*** Selected text Section Begins ***
According to available data, soy, which contains isoflavones, , may help prevent hormone-related cancers such as prostate, breast, and uterine cancer [70].Toxicology studies have found soy isoflavones to be basically safe. However, due to considerable contradictory evidence and the potential role of isoflavones in promoting breast cancer in animals [71, 72], soy use should be based on patient risk and physician discretion. One very preliminary study on humans found evidence of increased breast cancer risk with use a soy protein product [73].
A prevention checklist includes:
Using condoms to prevent exposure to HPV
Reducing sexual risk factors (multiple partners, early intercourse)
Receiving an annual Pap smear (early detection and preventing progression)
Eating a whole foods, organically grown, low saturated fat diet high in fruits and vegetables (phytonutrients, omega-3 fatty acids, and fiber all reduce cancer risk)
Avoidance of smoking
Summary:
After three or more consecutive normal examinations, the Pap test may be performed less frequently in low-risk women (up to every 3 years) at the discretion of the clinician. Women with one or more risk factors for cervical cancer should be screened annually. If a satisfactory colposcopic examination with biopsy has confirmed the presence of HGSIL, excision or ablative therapy is always indicated. Treatment is also indicated for those patients with histologically confirmed LGSIL that has been persistent for more than 6 months.The link between high levels of 16a-OHE1 (bad) and low 2-OHE1 (good) in women with CIN, and the association between chronic estrogen exposure and HPV16, provides a basis for modulating estrogen metabolism for the prevention and treatment of CIN. Prevention is a fundamental pillar of naturopathic and integrative medicine. Integrative and natural medicine protocols are indicated for primary treatment and prevention of ASCUS, LGSIL and for adjunctive treatment of HGSIL. The primary goal of treatment is to improve the chances that a lesion will regress, reassure the patient, and decrease the rate of recurrence. Continued research is needed to more clearly ascertain the effectiveness of nutritional and botanical approaches in the treatment of cervical dysplasia and cervical cancer.
*** Selected text Section Ends ***
## What to work on
Which measures appear on the prevention checklist in the cervical dysplasia text?
*** Entries shown Section Begins ***
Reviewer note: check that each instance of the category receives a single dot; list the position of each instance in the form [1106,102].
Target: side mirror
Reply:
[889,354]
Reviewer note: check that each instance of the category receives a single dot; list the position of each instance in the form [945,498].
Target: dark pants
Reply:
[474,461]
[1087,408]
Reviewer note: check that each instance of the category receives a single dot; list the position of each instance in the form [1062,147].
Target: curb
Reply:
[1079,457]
*** Entries shown Section Ends ***
## Response to the task
- Using condoms to prevent exposure to HPV
- Reducing sexual risk factors (multiple partners, early intercourse)
- Receiving an annual Pap smear
- Eating a whole foods, organically grown, low saturated fat diet high in fruits and vegetables
- Avoiding smoking